Ronddwalen in een stad die je nog niet kent, maar waar je al wel thuishoort.
.

.
Liever luisteren? Klik op de knop onderaan de tekst. Let op, het laatste stuk ontbreekt!
.
Daar sta ik dan. Het rolluik zit dicht. Pasveer is er niet. Waar moet ik nu mijn prints laten afdrukken? Het is inspiratiemateriaal voor het schilderen. Ik ga op de stoeprand zitten in de schaduw en eet kersen die ik net heb gekocht op de markt. De pitten spuug ik zo ver mogelijk de straat op. Tot de buurvrouw langs komt lopen. Dan stop ik de kersenpit netjes terug in het bakje en sta op. “Goedemorgen, kunt u mij helpen?” Ik vraag haar of ze iets van de drukker weet. Zijn ze op vakantie? Ja, zegt ze. In de Singelstraat zit ook een drukker. Heel vroeger kwam ze daar. Ik fiets erheen maar ze hebben nu pauze. Ik moet nog anderhalf uur wachten. Verdorie, dat is best lang. Maar dan bedenk ik me dat dit een mooie gelegenheid is om weer eens rond te dwalen.

-- -- --

_Jouw opdrachten_:
1. Schrijf uit de tekst over het ronddwalen het stuk van "Ronddwalen in een" tot en met "laatste stuk ontbreekt!" letterlijk over.
2. In welke straat zit volgens de buurvrouw nog een drukker, volgens de tekst over het ronddwalen?
De records staan los van de tekst en vormen apart materiaal.

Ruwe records
-- -- --

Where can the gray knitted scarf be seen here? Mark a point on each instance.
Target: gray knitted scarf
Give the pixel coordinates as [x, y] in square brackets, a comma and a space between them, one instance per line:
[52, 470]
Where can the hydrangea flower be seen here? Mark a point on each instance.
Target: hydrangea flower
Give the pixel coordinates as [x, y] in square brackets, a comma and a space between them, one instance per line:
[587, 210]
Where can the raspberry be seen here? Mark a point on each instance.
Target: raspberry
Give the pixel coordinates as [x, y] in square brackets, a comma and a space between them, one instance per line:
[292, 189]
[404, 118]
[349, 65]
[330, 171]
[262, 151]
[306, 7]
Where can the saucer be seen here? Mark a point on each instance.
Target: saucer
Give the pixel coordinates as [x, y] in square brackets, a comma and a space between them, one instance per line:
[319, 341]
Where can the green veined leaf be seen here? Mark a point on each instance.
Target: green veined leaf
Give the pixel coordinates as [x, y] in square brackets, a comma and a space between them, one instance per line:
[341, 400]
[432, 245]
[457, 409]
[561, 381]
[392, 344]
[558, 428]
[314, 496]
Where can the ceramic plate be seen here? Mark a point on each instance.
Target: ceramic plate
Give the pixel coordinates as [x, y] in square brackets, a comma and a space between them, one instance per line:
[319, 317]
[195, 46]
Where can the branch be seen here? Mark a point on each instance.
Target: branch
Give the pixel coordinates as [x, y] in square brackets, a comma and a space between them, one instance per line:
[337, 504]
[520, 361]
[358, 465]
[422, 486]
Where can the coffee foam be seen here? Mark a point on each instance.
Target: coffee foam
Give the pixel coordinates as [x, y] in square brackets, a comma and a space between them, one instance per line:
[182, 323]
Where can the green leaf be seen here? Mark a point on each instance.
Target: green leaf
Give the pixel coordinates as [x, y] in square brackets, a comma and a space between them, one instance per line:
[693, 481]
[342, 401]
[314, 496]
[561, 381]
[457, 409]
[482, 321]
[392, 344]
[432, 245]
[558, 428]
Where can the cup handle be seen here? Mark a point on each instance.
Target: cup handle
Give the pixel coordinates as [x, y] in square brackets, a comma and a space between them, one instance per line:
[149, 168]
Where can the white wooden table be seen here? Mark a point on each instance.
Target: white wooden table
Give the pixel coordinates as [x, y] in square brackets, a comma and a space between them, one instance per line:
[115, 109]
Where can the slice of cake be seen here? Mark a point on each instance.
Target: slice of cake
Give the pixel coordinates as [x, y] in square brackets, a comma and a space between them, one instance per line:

-- -- --

_Lijst met antwoorden_:
1.
Ronddwalen in een stad die je nog niet kent, maar waar je al wel thuishoort.
.

.
Liever luisteren? Klik op de knop onderaan de tekst. Let op, het laatste stuk ontbreekt!

2. In de Singelstraat.